Assignment A:
According to the passage on Telemann's gardening, at which three Philadelphia sites can Telemann gardens be found?
Assignment B:
In one or two sentences, explain what Joel Fry says connects the 1742 plant list from Telemann's garden to Bartram's Garden, as described in the passage on Telemann's gardening.
Assignment C:
Summarize the passage on Telemann's gardening in two sentences.

-- Given text follows --

“I am insatiable where hyacinths and tulips are concerned, greedy for ranunculi, and especially for anemones,” wrote Telemann in a letter. Find flowers and plants from his 1742 Hamburg flower garden, plus scores of others he traded with the leading botanists of Europe and possibly even the New World, in fine Philadelphia gardens this Summer and Fall.
Telemann gardens at Bartram’s Garden, Powel House and Hill-Physick House.
Georg Telemann was an avid gardener in his Hamburg home, and engaged in a bulb and plant exchange with the leading botanists of his time all across Europe. His notes and observations on his beloved flowers have struck a chord with present-day curator Joel Fry at Bartram’s Garden in Philadelphia, where, incidentally, John Bartram (1699-1777) was in contact with the same botanists.
“I’ve long known Telemann as a composer, but had never heard about his interest in gardening, or that his garden in Hamburg survived into the middle of the 19th-century. The lists of plants in the Telemann garden in 1742 is very much a typical European flower garden collection for that time, and we have evidence for many if not most of the same species growing here at Bartram’s Garden in the lifetime of the first Bartram, John Bartram,” Mr. Fry said.

-- Given text concluded --
-- Study material follows --

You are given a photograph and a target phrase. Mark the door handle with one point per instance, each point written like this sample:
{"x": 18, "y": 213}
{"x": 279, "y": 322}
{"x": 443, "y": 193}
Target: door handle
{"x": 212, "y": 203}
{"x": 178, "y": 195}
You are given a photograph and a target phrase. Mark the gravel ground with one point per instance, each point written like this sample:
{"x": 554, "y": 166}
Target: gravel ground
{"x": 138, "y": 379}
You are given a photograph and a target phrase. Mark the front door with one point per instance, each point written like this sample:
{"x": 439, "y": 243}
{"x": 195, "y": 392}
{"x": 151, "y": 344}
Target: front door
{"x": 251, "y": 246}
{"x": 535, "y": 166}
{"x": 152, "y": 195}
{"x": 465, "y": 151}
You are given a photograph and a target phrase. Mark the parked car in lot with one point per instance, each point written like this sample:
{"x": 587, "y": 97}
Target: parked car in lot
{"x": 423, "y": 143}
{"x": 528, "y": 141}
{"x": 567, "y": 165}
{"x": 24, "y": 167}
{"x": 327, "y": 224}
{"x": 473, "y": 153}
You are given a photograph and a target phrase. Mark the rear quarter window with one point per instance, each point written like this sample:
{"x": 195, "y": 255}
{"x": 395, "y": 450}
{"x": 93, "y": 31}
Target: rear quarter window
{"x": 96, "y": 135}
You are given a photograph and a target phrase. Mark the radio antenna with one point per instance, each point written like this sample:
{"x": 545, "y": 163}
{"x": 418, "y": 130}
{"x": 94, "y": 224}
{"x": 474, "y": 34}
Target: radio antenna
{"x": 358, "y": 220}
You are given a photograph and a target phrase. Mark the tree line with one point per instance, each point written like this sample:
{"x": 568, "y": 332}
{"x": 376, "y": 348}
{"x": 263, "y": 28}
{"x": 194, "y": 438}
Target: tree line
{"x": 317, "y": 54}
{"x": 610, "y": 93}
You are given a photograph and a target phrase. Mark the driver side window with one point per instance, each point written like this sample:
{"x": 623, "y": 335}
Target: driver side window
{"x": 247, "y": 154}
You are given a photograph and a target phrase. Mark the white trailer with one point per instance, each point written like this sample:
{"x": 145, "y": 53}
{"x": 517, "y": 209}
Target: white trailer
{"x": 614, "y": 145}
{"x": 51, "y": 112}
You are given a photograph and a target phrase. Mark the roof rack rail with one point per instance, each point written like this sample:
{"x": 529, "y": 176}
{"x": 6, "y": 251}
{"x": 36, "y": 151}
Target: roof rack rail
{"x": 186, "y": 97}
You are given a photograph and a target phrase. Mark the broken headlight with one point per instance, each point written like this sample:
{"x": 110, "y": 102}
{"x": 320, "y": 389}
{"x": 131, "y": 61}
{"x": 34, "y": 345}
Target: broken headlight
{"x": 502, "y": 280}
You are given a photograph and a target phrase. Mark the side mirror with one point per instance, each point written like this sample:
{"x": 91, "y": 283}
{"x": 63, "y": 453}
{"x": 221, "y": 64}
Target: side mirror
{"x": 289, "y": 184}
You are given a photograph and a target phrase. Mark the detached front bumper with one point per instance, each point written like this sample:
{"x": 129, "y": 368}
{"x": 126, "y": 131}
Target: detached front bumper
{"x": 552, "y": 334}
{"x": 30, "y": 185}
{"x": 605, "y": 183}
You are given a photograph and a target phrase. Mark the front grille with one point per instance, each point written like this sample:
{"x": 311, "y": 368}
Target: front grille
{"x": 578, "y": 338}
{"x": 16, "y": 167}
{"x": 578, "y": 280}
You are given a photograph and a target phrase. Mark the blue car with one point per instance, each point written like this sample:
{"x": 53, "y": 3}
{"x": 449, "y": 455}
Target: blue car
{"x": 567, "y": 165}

-- Study material concluded --

Answer box A:
Bartram's Garden, Powel House and Hill-Physick House.

Answer box B:
Fry says the 1742 list is a typical European flower garden collection of that time. He adds that there is evidence for many if not most of the same species growing at Bartram's Garden during John Bartram's lifetime.

Answer box C:
Georg Telemann was an avid gardener in Hamburg who exchanged bulbs and plants with the leading botanists of Europe, and flowers and plants from his 1742 garden can be found this Summer and Fall in Philadelphia gardens. His notes struck a chord with Joel Fry, curator at Bartram's Garden, who said that many if not most of the species on Telemann's list likely grew there in John Bartram's lifetime.